**DIRECTIVE**
Copy every entry word for word, but skip the pictures.

□ □ □ □ □

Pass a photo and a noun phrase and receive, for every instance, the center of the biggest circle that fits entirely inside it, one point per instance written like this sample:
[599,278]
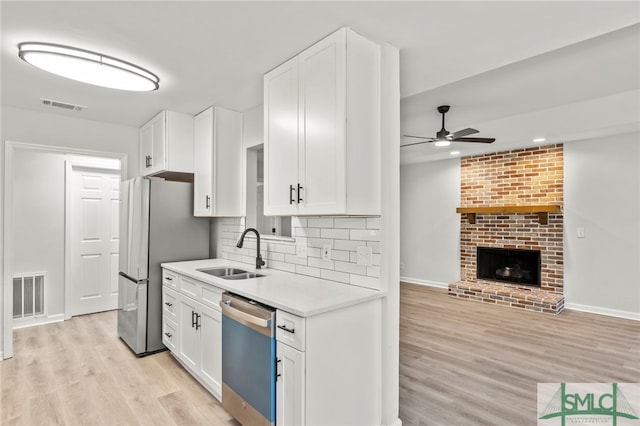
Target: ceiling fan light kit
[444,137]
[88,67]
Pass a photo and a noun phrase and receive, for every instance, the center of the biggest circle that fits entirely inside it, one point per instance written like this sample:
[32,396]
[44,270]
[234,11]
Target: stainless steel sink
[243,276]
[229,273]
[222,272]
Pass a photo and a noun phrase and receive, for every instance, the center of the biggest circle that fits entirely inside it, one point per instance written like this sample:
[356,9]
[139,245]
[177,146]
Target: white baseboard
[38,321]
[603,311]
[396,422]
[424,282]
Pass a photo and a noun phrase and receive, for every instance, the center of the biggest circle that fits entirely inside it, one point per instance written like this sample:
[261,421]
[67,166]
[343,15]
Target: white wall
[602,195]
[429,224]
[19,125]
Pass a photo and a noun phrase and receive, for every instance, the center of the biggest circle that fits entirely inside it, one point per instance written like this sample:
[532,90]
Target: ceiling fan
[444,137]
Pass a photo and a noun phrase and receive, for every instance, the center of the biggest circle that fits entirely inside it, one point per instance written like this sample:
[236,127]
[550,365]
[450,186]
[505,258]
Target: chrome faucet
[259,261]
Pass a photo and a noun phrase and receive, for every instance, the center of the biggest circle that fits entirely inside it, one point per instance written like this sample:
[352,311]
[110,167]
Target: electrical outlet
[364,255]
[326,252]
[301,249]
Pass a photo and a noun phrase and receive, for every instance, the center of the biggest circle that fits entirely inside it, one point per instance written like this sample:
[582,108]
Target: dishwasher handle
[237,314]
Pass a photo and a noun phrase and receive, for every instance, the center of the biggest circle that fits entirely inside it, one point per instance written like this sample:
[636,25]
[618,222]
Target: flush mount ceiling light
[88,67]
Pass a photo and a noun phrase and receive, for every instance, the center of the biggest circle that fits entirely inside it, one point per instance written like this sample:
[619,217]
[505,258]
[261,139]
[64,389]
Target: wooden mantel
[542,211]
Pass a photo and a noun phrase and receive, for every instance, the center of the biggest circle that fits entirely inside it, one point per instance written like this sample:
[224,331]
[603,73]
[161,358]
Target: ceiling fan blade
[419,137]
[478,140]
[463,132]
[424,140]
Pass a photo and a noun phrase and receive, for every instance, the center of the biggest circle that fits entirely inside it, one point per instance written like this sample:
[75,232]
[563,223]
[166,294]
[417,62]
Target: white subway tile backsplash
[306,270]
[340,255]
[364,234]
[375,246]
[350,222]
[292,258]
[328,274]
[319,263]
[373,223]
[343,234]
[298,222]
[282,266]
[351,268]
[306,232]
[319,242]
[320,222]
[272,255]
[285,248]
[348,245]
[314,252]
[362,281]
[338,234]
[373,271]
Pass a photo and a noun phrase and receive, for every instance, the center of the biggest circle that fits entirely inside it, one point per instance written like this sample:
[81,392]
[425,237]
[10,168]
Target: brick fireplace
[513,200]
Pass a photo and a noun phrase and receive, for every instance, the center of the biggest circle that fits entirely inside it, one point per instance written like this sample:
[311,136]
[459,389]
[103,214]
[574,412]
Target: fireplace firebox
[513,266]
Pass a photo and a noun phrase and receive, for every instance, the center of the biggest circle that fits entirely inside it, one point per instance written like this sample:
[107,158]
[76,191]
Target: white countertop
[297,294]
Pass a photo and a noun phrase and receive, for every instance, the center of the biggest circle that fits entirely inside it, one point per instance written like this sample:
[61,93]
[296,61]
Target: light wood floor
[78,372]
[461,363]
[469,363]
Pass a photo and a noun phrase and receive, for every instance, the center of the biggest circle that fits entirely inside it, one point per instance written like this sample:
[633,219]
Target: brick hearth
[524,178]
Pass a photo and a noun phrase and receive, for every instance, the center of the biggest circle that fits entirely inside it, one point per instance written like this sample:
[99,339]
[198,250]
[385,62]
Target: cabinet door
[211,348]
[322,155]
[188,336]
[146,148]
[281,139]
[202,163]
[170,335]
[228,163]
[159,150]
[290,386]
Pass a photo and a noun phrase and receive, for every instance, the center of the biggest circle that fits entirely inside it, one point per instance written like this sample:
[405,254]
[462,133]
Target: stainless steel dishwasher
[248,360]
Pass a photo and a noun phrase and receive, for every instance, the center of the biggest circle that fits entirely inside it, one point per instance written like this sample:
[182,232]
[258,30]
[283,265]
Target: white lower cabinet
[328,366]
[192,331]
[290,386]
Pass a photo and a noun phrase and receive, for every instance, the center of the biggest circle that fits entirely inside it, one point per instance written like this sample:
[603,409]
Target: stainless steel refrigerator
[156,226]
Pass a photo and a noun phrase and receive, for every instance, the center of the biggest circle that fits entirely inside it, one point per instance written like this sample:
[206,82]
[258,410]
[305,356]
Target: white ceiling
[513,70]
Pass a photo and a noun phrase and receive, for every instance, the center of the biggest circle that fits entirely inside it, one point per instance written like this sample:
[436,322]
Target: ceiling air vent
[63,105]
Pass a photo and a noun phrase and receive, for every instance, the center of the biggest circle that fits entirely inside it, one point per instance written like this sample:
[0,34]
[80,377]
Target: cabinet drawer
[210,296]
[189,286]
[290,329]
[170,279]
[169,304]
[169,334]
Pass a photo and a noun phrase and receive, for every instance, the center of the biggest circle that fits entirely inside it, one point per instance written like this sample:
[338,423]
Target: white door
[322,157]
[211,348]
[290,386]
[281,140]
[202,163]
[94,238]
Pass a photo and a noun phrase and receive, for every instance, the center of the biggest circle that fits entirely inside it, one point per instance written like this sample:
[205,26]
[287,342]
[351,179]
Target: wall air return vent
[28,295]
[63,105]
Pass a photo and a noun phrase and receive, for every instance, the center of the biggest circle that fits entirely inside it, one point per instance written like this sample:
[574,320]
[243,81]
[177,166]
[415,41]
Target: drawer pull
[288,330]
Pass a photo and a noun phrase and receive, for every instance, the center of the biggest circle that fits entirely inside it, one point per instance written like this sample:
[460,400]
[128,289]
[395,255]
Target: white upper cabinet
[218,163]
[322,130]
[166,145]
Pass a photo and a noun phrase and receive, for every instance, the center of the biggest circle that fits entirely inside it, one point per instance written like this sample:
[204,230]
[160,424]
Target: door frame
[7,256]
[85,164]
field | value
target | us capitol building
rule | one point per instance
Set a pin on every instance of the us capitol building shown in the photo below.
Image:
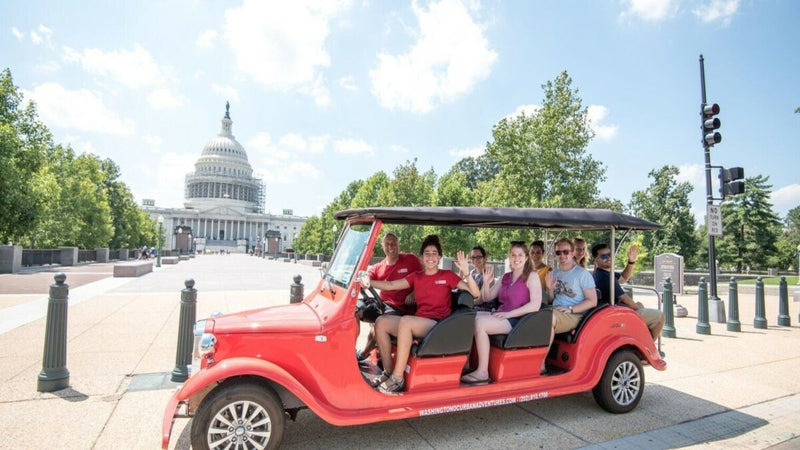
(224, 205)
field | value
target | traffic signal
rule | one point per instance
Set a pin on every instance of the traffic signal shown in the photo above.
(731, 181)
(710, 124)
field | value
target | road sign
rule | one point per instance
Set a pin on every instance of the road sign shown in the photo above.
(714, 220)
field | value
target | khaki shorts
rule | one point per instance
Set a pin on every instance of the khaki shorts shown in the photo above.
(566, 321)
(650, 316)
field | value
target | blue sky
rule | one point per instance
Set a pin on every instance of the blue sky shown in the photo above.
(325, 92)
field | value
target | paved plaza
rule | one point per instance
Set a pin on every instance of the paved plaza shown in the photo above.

□ □ □ □ □

**FULL OUTPUT**
Pass a photo and a noun phrase and receive, for every instance, the center of the biggest circle that fits entirely inside it, one point per instance written like this sample:
[599,278]
Target: ceiling fan light kit
[444,137]
[88,67]
Pass a photo and a noun phrase and receive, for every instance, the center of the biggest circle that fits entirely inside it, one point per instance written like this sample:
[32,396]
[44,270]
[234,11]
Target: stainless steel sink
[243,276]
[229,273]
[222,272]
Pass a photo and a noun phrase and receive, for every instance, the center of the biggest circle that fits entirely inside it, one point per instance written like this sample:
[356,9]
[139,245]
[177,146]
Target: white baseboard
[38,321]
[603,311]
[396,422]
[424,282]
Pass a photo and a noun phrase and receive, for every instance, the center of the biggest circle that fits entirely inside it, one point per instance written like this sample:
[261,421]
[67,166]
[343,15]
Target: white wall
[602,195]
[429,224]
[19,125]
Pass a photo and a noun phrase and receive, for every instance, the center of the biggest circle that fits entirely inside it, one point per instance written like this sample:
[532,90]
Target: ceiling fan
[444,137]
Pass a photo and a noun phrase and receive, for every instance, the center of the biggest circle that fits entirely inside it, one point per instance written like this sample:
[236,127]
[550,365]
[450,186]
[505,258]
Target: chrome faucet
[259,261]
Pass a photo and a noun phrase and receive, for every instance, the center of the biggest circle that fits entirely inside it, one point per instance written like this sample:
[352,311]
[110,167]
Target: electrical outlet
[364,255]
[326,252]
[301,249]
Pass a photo and a noun phrase and receive, for every instance, the center of the biggest circle that fits entirely inside it, one point per instance written like this sample:
[582,108]
Target: dishwasher handle
[237,314]
Pass a photo and a noun phrase and receive, for every instance, the center of the biggest circle that fits entirely inside it, one point per instance written like this sample:
[636,25]
[618,222]
Target: flush mount ceiling light
[88,67]
Pass a photo and a noun phrase and receive, for every instance, the center of the biggest circle that fits entirely inside it, one point per instance written like this sample:
[619,217]
[505,258]
[261,139]
[64,389]
Target: wooden mantel
[542,211]
Pass a photo and a noun phrase and receive, for every instance, the center of the biggest circle that fits entirely inside it, one point per instance written like this sample:
[224,331]
[603,73]
[161,358]
Target: ceiling fan blade
[419,137]
[478,140]
[463,132]
[424,140]
Pass a photo and a noun phrase and receive, for every instance, the center of the biggest circle that fits entirely inside it, one point per instance written like this sample:
[75,232]
[563,223]
[166,294]
[417,62]
Target: white subway tile backsplash
[306,270]
[340,255]
[364,234]
[375,246]
[350,222]
[292,258]
[328,274]
[319,263]
[373,223]
[343,234]
[298,222]
[282,266]
[351,268]
[306,232]
[319,242]
[320,222]
[272,255]
[285,248]
[348,245]
[314,252]
[362,281]
[338,234]
[373,271]
Pass a photo and a noun phrase and receive, for every instance, the center of the biggest circle that fits entirely inside it, one point per instance written like this sample:
[81,392]
[425,237]
[10,168]
Target: brick fireplace
[513,200]
Pass a photo and a noun phrase and receive, for every instance, the center of the biggest circle that fits entirely inside it, one point per instance written like this sample:
[311,136]
[459,389]
[103,214]
[574,412]
Target: fireplace firebox
[513,266]
Pass a photo and a noun phrase and receive, for every instance, the center of the biggest circle that fits entirely inside it, one point per instance written like this sample:
[107,158]
[76,191]
Target: white countertop
[297,294]
Pass a photo and a noun phrase and receive, for every instance, the center of the biggest circle that fits entirely inside it, one point per instance written like this sample:
[61,93]
[296,61]
Target: light wood floor
[78,372]
[461,363]
[469,363]
Pass a photo and a noun phrase and receive, for every instance, the center of the biggest circle that fits entirely inside it, one point per instance written like this sample:
[633,219]
Target: brick hearth
[524,178]
Pass a photo and a noun phrase and receive, for every instance, the center of the biggest circle that fits entirely inside it, one point per instance written like this sample:
[99,339]
[198,250]
[385,62]
Target: cabinet door
[211,348]
[322,155]
[188,336]
[146,148]
[281,139]
[202,163]
[170,335]
[228,163]
[159,150]
[290,386]
Pass a photo and a noun phrase and receive, for every instance, the center of the biggest circle that fits entirely inside it, one point per instance written like this sample:
[405,254]
[462,133]
Target: stainless steel dishwasher
[248,360]
Pass a photo and a noun phrase and receive, for every instance, the center of the biggest circle that fits entirely inside it, one point per instance written like this sample:
[182,232]
[258,30]
[283,265]
Target: white lower cabinet
[328,366]
[192,331]
[290,386]
Pass a photo and a noun phrase and receive, for every instance, the center of the biggest circle that fits entirely inside it, one point per instance written like this sample:
[603,409]
Target: stainless steel refrigerator
[156,226]
Pass a photo and a noun phrase and receive, for every instance, the center of the biggest circle that fits entirely inside it, one point per instance written like this sample:
[206,82]
[258,410]
[305,356]
Target: white ceiling
[513,70]
Pass a photo and a noun phrase and receive, for every instance, the center of the biggest circle that fits entirely inside it, one point per instance written like this sample:
[436,322]
Target: ceiling air vent
[63,105]
Pass a photo and a noun phrase and receive, for every instance, the center of the biggest circle that fits entirely inside it, one point per instance written like this sample:
[0,34]
[80,377]
Target: cabinet drawer
[210,296]
[189,286]
[290,329]
[170,279]
[169,304]
[169,334]
Pass a photo and a noun phrase and receive, for every instance, the center of the biggest circle that fits entirely inside it, one point per instance written like this sample:
[338,423]
Target: white door
[322,157]
[211,348]
[290,386]
[281,140]
[202,163]
[94,238]
Pass a photo and a noun phrase and receive, for every instance, the center of the biggest circle that fits entirely inside it, one point per instance written like this sample:
[205,26]
[287,342]
[351,179]
Target: wall air return vent
[28,295]
[63,105]
Pass a photo and a noun phrase and receive, for every instance, the center of the biggest circle that fits entirely inside it, one point per instance written like this sample:
[574,320]
[243,81]
[177,166]
[415,41]
Target: drawer pull
[288,330]
Pass a photo and a noun phrase and receive, for every instance, the center of the biggest circle that fits entirely inside it, one point per instance written like this sample:
[460,400]
[128,289]
[395,255]
Target: white upper cabinet
[218,163]
[322,130]
[166,145]
Pass a photo and a noun phrase and receive, for every instance, the center of the biggest circle that fits entirely inside it, one point per instance written like this sample:
[204,230]
[160,424]
Target: door frame
[7,256]
[85,164]
field | value
target | us capitol building
rule | one point per instance
Set a pin on every instance of the us capitol building shown in the photo below.
Image:
(224, 205)
field | value
target | traffic signal
rule | one point per instance
Set a pin on every instance of the traffic signal shown in the photo above.
(731, 181)
(710, 124)
field | value
target | road sign
rule | one point per instance
Set a pin on every instance of the road sign shown in the photo above.
(714, 220)
field | value
target | khaki shorts
rule | one point per instance
Set a pin on every instance of the khaki shorts shown in the photo above.
(566, 321)
(650, 316)
field | value
target | blue sky
rule | one point per instance
Set a pin on every instance of the blue sky shown in the photo above.
(325, 92)
field | value
target | paved plaza
rule | one point per instance
Set a pin on every instance of the paved plaza shown in the photo above.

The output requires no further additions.